# Start of Data listing

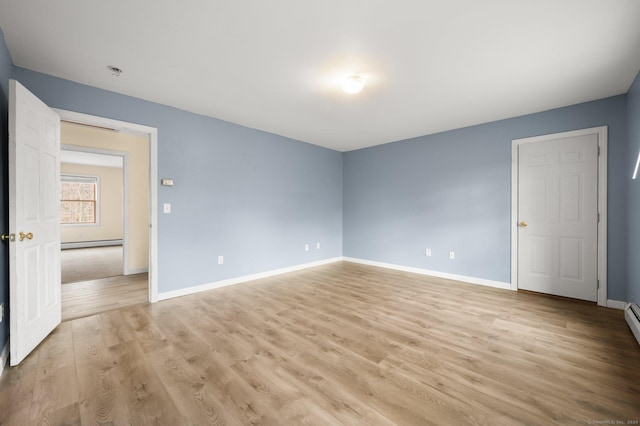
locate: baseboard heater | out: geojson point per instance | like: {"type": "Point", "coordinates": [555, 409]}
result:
{"type": "Point", "coordinates": [632, 315]}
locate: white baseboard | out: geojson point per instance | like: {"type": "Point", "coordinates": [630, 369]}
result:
{"type": "Point", "coordinates": [632, 321]}
{"type": "Point", "coordinates": [462, 278]}
{"type": "Point", "coordinates": [224, 283]}
{"type": "Point", "coordinates": [616, 304]}
{"type": "Point", "coordinates": [4, 357]}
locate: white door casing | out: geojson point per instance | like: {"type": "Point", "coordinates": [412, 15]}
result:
{"type": "Point", "coordinates": [34, 211]}
{"type": "Point", "coordinates": [152, 134]}
{"type": "Point", "coordinates": [558, 244]}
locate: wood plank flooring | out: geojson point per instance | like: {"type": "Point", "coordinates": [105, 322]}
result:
{"type": "Point", "coordinates": [337, 344]}
{"type": "Point", "coordinates": [86, 298]}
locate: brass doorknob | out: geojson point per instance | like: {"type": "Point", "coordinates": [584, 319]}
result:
{"type": "Point", "coordinates": [28, 236]}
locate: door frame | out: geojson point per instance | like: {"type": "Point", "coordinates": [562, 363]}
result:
{"type": "Point", "coordinates": [601, 133]}
{"type": "Point", "coordinates": [152, 134]}
{"type": "Point", "coordinates": [125, 193]}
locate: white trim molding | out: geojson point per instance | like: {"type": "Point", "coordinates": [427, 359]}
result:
{"type": "Point", "coordinates": [601, 132]}
{"type": "Point", "coordinates": [90, 244]}
{"type": "Point", "coordinates": [4, 357]}
{"type": "Point", "coordinates": [152, 134]}
{"type": "Point", "coordinates": [461, 278]}
{"type": "Point", "coordinates": [243, 279]}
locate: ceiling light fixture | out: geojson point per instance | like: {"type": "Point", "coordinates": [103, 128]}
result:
{"type": "Point", "coordinates": [115, 71]}
{"type": "Point", "coordinates": [353, 84]}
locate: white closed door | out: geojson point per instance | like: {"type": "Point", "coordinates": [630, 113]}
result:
{"type": "Point", "coordinates": [558, 217]}
{"type": "Point", "coordinates": [34, 221]}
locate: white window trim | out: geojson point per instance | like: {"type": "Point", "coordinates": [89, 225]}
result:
{"type": "Point", "coordinates": [97, 179]}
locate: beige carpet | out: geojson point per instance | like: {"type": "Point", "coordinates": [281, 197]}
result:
{"type": "Point", "coordinates": [87, 264]}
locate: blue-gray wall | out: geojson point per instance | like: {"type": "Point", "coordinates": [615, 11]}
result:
{"type": "Point", "coordinates": [452, 192]}
{"type": "Point", "coordinates": [5, 72]}
{"type": "Point", "coordinates": [633, 224]}
{"type": "Point", "coordinates": [257, 198]}
{"type": "Point", "coordinates": [253, 197]}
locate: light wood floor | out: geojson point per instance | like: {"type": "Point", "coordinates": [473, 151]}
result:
{"type": "Point", "coordinates": [338, 344]}
{"type": "Point", "coordinates": [86, 298]}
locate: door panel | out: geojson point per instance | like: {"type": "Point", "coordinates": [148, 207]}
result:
{"type": "Point", "coordinates": [34, 209]}
{"type": "Point", "coordinates": [557, 199]}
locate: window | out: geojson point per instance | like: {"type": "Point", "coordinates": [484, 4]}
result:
{"type": "Point", "coordinates": [78, 200]}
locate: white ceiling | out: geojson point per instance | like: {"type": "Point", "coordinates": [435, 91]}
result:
{"type": "Point", "coordinates": [276, 65]}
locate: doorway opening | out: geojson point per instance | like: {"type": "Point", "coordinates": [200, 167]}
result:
{"type": "Point", "coordinates": [567, 253]}
{"type": "Point", "coordinates": [112, 266]}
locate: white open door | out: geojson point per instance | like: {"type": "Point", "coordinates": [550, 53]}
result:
{"type": "Point", "coordinates": [34, 221]}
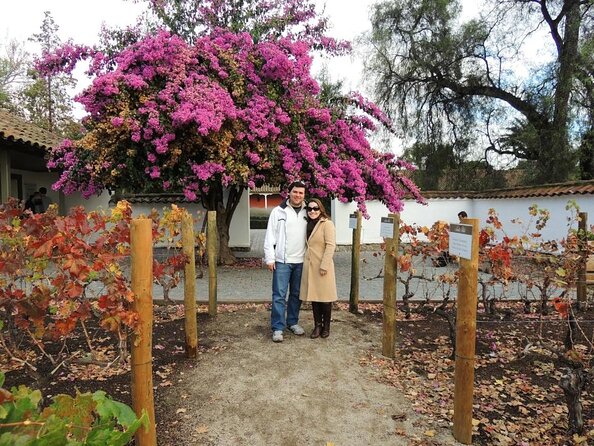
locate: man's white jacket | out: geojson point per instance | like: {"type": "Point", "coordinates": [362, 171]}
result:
{"type": "Point", "coordinates": [285, 235]}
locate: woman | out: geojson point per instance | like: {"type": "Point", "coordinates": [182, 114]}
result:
{"type": "Point", "coordinates": [318, 281]}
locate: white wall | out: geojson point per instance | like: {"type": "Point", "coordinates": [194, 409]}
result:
{"type": "Point", "coordinates": [447, 210]}
{"type": "Point", "coordinates": [239, 232]}
{"type": "Point", "coordinates": [32, 181]}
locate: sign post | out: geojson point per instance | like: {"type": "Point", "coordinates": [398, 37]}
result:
{"type": "Point", "coordinates": [464, 244]}
{"type": "Point", "coordinates": [390, 228]}
{"type": "Point", "coordinates": [355, 225]}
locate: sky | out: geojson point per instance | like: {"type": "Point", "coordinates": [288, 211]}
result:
{"type": "Point", "coordinates": [81, 22]}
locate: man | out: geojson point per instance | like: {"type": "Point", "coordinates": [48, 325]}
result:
{"type": "Point", "coordinates": [46, 201]}
{"type": "Point", "coordinates": [284, 249]}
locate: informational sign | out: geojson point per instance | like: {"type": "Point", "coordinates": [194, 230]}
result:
{"type": "Point", "coordinates": [460, 241]}
{"type": "Point", "coordinates": [387, 227]}
{"type": "Point", "coordinates": [353, 221]}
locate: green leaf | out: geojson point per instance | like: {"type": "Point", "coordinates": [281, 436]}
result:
{"type": "Point", "coordinates": [108, 408]}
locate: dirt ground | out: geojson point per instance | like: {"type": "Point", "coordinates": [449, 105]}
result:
{"type": "Point", "coordinates": [246, 390]}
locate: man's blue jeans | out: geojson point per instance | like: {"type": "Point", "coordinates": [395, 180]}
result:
{"type": "Point", "coordinates": [285, 275]}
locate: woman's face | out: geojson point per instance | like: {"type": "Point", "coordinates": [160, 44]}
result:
{"type": "Point", "coordinates": [313, 210]}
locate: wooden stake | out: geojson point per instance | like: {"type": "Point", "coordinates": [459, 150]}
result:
{"type": "Point", "coordinates": [390, 271]}
{"type": "Point", "coordinates": [211, 249]}
{"type": "Point", "coordinates": [583, 244]}
{"type": "Point", "coordinates": [466, 339]}
{"type": "Point", "coordinates": [189, 246]}
{"type": "Point", "coordinates": [141, 255]}
{"type": "Point", "coordinates": [355, 263]}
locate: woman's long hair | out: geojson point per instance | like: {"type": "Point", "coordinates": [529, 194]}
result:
{"type": "Point", "coordinates": [323, 213]}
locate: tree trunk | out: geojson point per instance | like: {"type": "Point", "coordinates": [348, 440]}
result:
{"type": "Point", "coordinates": [556, 162]}
{"type": "Point", "coordinates": [215, 201]}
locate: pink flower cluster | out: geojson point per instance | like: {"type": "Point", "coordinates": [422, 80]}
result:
{"type": "Point", "coordinates": [225, 110]}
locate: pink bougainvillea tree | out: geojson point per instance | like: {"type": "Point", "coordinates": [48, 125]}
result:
{"type": "Point", "coordinates": [216, 116]}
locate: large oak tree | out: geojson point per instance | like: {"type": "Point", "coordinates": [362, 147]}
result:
{"type": "Point", "coordinates": [437, 71]}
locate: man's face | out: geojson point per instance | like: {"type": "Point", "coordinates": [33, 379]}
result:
{"type": "Point", "coordinates": [296, 196]}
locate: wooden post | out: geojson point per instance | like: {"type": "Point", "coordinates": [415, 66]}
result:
{"type": "Point", "coordinates": [583, 244]}
{"type": "Point", "coordinates": [355, 264]}
{"type": "Point", "coordinates": [211, 249]}
{"type": "Point", "coordinates": [466, 339]}
{"type": "Point", "coordinates": [390, 271]}
{"type": "Point", "coordinates": [189, 246]}
{"type": "Point", "coordinates": [141, 256]}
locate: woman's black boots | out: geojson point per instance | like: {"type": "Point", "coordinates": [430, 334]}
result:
{"type": "Point", "coordinates": [317, 310]}
{"type": "Point", "coordinates": [326, 316]}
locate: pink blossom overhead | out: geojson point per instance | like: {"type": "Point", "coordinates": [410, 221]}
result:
{"type": "Point", "coordinates": [224, 110]}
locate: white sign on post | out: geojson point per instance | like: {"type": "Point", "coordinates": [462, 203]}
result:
{"type": "Point", "coordinates": [387, 227]}
{"type": "Point", "coordinates": [460, 241]}
{"type": "Point", "coordinates": [352, 221]}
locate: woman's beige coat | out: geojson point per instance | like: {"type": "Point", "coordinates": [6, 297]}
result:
{"type": "Point", "coordinates": [319, 255]}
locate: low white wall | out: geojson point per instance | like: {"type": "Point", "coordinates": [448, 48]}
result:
{"type": "Point", "coordinates": [447, 210]}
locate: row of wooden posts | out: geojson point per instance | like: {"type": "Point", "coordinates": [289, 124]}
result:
{"type": "Point", "coordinates": [141, 256]}
{"type": "Point", "coordinates": [142, 277]}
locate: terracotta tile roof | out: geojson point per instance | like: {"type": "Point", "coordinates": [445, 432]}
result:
{"type": "Point", "coordinates": [14, 128]}
{"type": "Point", "coordinates": [545, 190]}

# End of Data listing

Take the line with "locate: woman's beige" and all lines after it through the end of the records, and write them out exactly; include nothing else.

Solved exercise:
locate: woman's beige coat | out: geojson point per instance | like: {"type": "Point", "coordinates": [6, 297]}
result:
{"type": "Point", "coordinates": [319, 255]}
locate: low white wall | out: geojson point per instance | like: {"type": "Point", "coordinates": [448, 48]}
result:
{"type": "Point", "coordinates": [447, 210]}
locate: row of wooden posts | out: geojson point per instance | like: {"type": "Point", "coordinates": [289, 124]}
result:
{"type": "Point", "coordinates": [141, 256]}
{"type": "Point", "coordinates": [142, 277]}
locate: terracotta tile roof | out: geojson point per instance | like: {"type": "Point", "coordinates": [445, 432]}
result:
{"type": "Point", "coordinates": [14, 128]}
{"type": "Point", "coordinates": [545, 190]}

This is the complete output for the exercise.